He said that broadly speaking Salt was driving when twice the legal limit, at high speed and had lost control. "There was no attempt to brake and it was not far short of dangerous driving," he said.
Mr Howard Searle, prosecuting, said the incident happened on Sutton Way, Sutton Hill, less than a mile from Telford Golf and Spa Hotel where the two men had been attending a wedding reception on March 15 last year.
He said that Salt, who had been drinking lager, had told guests he had drunk half a bottle of vodka.
Salt and Mr Jones knew each other from school and around 9pm the defendant took Mr Jones out in his new Vauxhall Astra, a 2008 model described as Nurburgring Special with a 2000cc engine.
Mr Searle said witnesses who saw the car in Sutton Way estimated the speed at up to 100mph.
He said there was no scientific proof of the speed, but all other factors, the impact damage, the noise and where the car ended, indicated it was being driven "dangerously over the 30mph speed limit".
Three hours after the accident tests showed Salt had 67 milligrams of alcohol in his breath. The legal limit is 35.
Mr Searle said a blood test showed he was also over the limit and calculating back to the time of the crash, experts said there would have been between 140 and 225 millilitres of alcohol his blood. The legal limit is 80.
Mr Harry Bowyer, for Salt, said his client had shown "extreme remorse" and had to live with the guilt of killing a friend for the rest of his life.
He said Salt realised he had caused horrific grief for Mr Jones' relatives and while his life had changed forever, it was entirely his own fault.
Mr Bowyer said Salt had no criminal or motoring convictions and was a "good man who had been involved in a reckless act".

_Recorded data:_
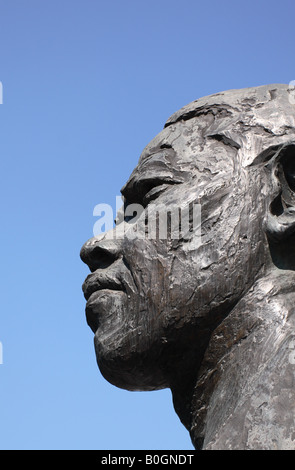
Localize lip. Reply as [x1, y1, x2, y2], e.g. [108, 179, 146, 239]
[82, 270, 124, 300]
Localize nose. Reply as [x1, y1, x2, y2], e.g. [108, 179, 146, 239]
[80, 235, 121, 272]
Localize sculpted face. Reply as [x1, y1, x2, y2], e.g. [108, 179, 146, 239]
[81, 87, 295, 390]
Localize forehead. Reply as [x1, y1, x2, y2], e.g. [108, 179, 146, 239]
[132, 116, 237, 179]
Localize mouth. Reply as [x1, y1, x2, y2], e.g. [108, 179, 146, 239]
[82, 270, 125, 301]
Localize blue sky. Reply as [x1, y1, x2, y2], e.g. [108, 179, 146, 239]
[0, 0, 295, 450]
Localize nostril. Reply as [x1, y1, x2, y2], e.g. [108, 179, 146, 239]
[88, 246, 116, 272]
[80, 243, 118, 272]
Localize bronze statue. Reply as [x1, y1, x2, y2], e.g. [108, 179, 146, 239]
[81, 84, 295, 449]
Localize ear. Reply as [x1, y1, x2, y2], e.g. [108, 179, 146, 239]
[264, 142, 295, 243]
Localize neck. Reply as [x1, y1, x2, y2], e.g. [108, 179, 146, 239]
[173, 268, 295, 450]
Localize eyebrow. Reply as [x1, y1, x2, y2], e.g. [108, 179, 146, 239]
[164, 104, 235, 129]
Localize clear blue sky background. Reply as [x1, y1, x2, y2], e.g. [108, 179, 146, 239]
[0, 0, 295, 449]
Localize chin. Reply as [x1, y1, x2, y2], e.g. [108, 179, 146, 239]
[94, 329, 168, 391]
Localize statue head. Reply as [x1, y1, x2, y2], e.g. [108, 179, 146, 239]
[81, 85, 295, 396]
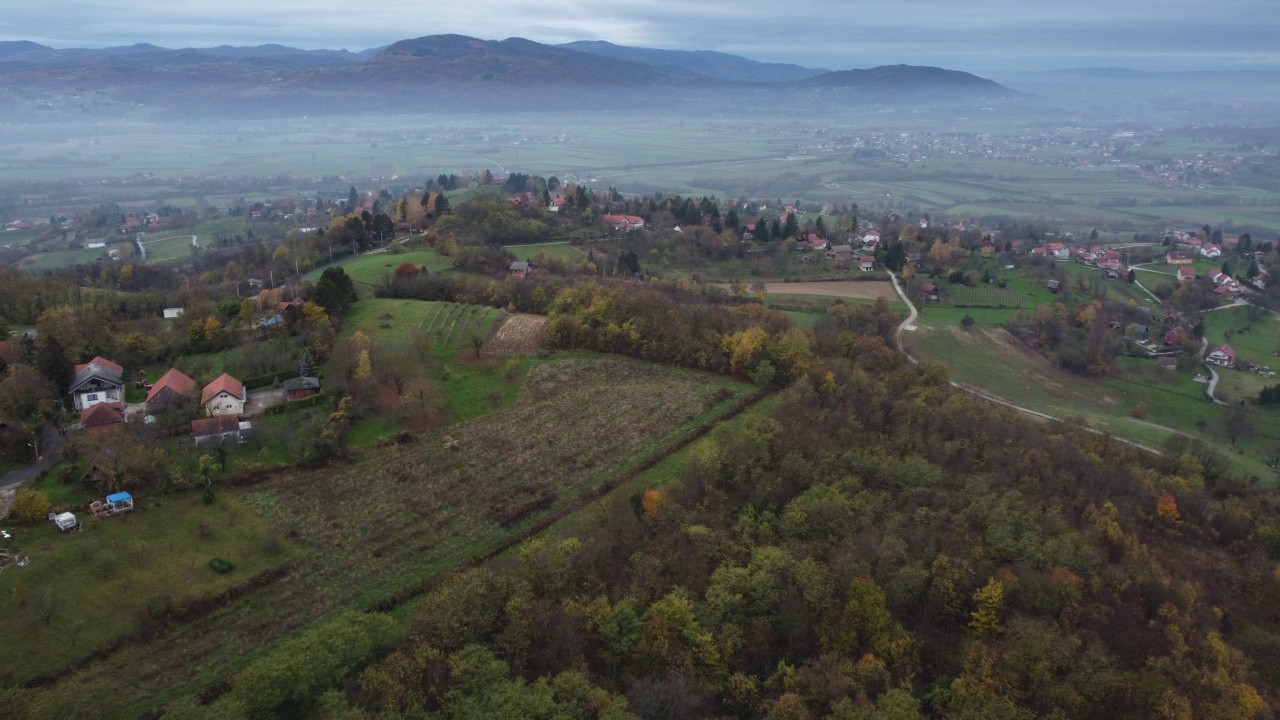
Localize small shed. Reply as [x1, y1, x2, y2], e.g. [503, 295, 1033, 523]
[284, 377, 320, 400]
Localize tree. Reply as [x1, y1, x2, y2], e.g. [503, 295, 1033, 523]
[298, 350, 316, 378]
[311, 266, 356, 315]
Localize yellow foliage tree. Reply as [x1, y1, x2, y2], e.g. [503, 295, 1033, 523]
[640, 489, 667, 518]
[969, 578, 1005, 635]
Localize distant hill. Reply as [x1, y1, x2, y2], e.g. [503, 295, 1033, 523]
[557, 40, 828, 82]
[355, 35, 699, 87]
[796, 65, 1018, 96]
[0, 35, 1014, 118]
[0, 40, 52, 59]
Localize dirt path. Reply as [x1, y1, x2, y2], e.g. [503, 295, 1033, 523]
[888, 273, 921, 356]
[714, 281, 897, 300]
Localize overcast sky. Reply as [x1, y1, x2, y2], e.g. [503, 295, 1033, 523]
[0, 0, 1280, 74]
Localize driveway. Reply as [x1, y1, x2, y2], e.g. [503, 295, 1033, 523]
[241, 388, 287, 418]
[0, 423, 63, 518]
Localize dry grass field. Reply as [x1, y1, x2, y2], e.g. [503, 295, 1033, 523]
[47, 357, 749, 710]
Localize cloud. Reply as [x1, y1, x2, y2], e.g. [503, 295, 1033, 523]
[0, 0, 1280, 72]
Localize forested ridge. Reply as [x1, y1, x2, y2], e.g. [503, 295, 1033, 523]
[55, 343, 1280, 719]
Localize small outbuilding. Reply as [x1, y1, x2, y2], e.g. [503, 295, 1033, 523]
[284, 377, 320, 400]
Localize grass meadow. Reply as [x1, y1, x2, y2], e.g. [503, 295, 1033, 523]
[0, 493, 298, 682]
[47, 356, 750, 711]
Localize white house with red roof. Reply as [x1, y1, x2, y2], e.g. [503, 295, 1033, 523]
[1204, 345, 1235, 368]
[1044, 242, 1071, 260]
[200, 373, 247, 415]
[600, 215, 644, 231]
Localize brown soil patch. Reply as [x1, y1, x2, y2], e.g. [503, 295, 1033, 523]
[485, 315, 549, 355]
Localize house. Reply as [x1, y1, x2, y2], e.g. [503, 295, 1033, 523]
[191, 415, 252, 445]
[1204, 345, 1235, 368]
[200, 373, 246, 415]
[69, 357, 124, 410]
[284, 377, 320, 400]
[1213, 283, 1240, 300]
[600, 215, 644, 231]
[81, 402, 124, 433]
[147, 368, 196, 414]
[1162, 327, 1188, 347]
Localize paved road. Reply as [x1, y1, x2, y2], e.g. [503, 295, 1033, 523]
[241, 388, 285, 418]
[888, 267, 920, 365]
[888, 273, 1183, 455]
[0, 423, 63, 492]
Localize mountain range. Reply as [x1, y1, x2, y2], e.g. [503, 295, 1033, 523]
[0, 35, 1019, 115]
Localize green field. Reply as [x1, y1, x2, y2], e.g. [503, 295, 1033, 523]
[303, 250, 453, 288]
[0, 493, 298, 680]
[45, 356, 750, 711]
[503, 242, 586, 260]
[902, 322, 1280, 478]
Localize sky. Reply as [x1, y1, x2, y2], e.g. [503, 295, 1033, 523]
[0, 0, 1280, 74]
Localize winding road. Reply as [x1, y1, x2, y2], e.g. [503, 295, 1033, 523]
[888, 273, 1185, 455]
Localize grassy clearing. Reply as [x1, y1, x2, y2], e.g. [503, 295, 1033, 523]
[503, 242, 586, 260]
[902, 320, 1280, 478]
[49, 357, 750, 710]
[303, 250, 453, 287]
[0, 493, 297, 682]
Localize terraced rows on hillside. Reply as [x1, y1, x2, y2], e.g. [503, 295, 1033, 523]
[52, 359, 745, 703]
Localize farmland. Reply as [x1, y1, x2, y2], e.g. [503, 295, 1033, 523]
[45, 357, 745, 705]
[0, 493, 297, 682]
[303, 250, 453, 288]
[902, 319, 1280, 478]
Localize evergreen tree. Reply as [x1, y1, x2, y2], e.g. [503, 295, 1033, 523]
[298, 350, 316, 378]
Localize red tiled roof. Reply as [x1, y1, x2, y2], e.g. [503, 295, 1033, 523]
[147, 368, 196, 402]
[191, 415, 239, 437]
[200, 373, 244, 405]
[76, 355, 124, 373]
[81, 402, 124, 428]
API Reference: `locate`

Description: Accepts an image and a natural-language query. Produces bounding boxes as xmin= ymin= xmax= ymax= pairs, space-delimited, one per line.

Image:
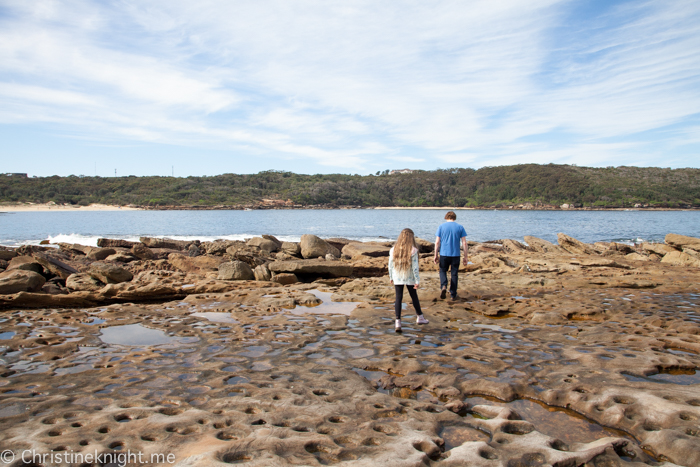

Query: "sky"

xmin=0 ymin=0 xmax=700 ymax=177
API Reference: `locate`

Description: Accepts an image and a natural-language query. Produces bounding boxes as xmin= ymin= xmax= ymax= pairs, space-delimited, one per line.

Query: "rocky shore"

xmin=0 ymin=234 xmax=700 ymax=467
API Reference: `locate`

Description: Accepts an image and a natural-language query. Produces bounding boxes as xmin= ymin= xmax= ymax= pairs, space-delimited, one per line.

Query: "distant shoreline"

xmin=0 ymin=204 xmax=143 ymax=212
xmin=0 ymin=203 xmax=699 ymax=213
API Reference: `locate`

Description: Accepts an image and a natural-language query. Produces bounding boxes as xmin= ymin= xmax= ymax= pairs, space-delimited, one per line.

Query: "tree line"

xmin=0 ymin=164 xmax=700 ymax=208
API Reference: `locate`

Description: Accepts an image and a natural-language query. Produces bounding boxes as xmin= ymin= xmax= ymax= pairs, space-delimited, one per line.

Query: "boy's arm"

xmin=462 ymin=237 xmax=469 ymax=266
xmin=433 ymin=237 xmax=440 ymax=264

_REQUIREMENT:_
Answer these questions from the court report:
1. Where had Salt and Mr Jones been attending a wedding reception?
2. What car did Salt take Mr Jones out in?
3. How much alcohol did tests three hours after the accident show in Salt's breath, and what is the legal limit?

_REPLY TO THE TASK:_
1. At Telford Golf and Spa Hotel.
2. His new Vauxhall Astra, a 2008 model described as Nurburgring Special with a 2000cc engine.
3. 67 milligrams; the legal limit is 35.